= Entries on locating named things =
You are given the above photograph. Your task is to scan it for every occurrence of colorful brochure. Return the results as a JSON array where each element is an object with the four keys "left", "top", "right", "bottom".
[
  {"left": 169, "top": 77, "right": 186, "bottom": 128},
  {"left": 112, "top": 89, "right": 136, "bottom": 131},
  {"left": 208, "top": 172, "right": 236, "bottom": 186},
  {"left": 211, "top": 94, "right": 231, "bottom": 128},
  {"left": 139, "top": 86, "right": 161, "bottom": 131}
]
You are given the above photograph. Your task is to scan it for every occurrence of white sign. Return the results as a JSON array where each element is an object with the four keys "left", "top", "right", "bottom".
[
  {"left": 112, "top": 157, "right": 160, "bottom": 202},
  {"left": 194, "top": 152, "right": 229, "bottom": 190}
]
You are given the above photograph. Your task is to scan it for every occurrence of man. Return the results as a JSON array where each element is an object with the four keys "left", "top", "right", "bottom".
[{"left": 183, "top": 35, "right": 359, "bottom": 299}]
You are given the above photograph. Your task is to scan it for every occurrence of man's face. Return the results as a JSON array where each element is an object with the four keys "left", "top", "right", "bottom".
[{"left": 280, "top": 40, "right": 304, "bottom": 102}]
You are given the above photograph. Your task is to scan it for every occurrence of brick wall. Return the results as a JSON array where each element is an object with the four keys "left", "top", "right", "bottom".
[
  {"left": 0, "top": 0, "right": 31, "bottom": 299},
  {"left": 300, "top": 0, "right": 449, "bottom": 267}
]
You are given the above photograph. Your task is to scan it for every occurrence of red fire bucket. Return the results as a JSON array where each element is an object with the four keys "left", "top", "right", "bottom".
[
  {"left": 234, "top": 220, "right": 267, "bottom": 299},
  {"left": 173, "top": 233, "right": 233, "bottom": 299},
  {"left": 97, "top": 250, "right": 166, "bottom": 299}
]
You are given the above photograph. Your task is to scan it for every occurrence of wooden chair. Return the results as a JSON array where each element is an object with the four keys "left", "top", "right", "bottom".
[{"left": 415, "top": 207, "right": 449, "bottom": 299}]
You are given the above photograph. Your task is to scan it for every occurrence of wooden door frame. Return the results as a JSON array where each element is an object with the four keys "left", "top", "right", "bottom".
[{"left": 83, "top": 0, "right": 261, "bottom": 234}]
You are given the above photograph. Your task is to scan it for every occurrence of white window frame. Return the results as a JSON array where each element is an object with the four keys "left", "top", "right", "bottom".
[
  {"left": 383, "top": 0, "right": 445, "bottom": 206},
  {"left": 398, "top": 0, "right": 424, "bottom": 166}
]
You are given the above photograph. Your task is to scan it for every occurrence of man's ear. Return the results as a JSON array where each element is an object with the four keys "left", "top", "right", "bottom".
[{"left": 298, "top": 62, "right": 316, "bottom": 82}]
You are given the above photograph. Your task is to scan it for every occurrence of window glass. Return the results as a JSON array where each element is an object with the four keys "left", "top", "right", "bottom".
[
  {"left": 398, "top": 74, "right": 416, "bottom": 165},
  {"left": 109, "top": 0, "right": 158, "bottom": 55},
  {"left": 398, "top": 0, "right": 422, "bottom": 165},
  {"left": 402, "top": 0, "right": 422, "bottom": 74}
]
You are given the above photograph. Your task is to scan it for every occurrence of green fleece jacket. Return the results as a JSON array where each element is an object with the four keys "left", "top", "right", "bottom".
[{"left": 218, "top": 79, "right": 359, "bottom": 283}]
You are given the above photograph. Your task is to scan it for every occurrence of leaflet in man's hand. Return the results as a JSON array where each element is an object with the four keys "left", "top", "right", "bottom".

= TASK DESCRIPTION =
Which lines in the records above contain the word "window"? Copy each of those lines.

= RESPONSE TO THIS EXERCISE =
You are given the above photograph. Your task is to scan it for every occurrence of white window frame. Return the results as a JSON array where each element is an object with the four keys "left", "top", "right", "bottom".
You are given the above photograph. Your task is to scan it for every occurrence of window glass. Return the results as a JSON array where each element is an object with the four keys "left", "top", "right", "bottom".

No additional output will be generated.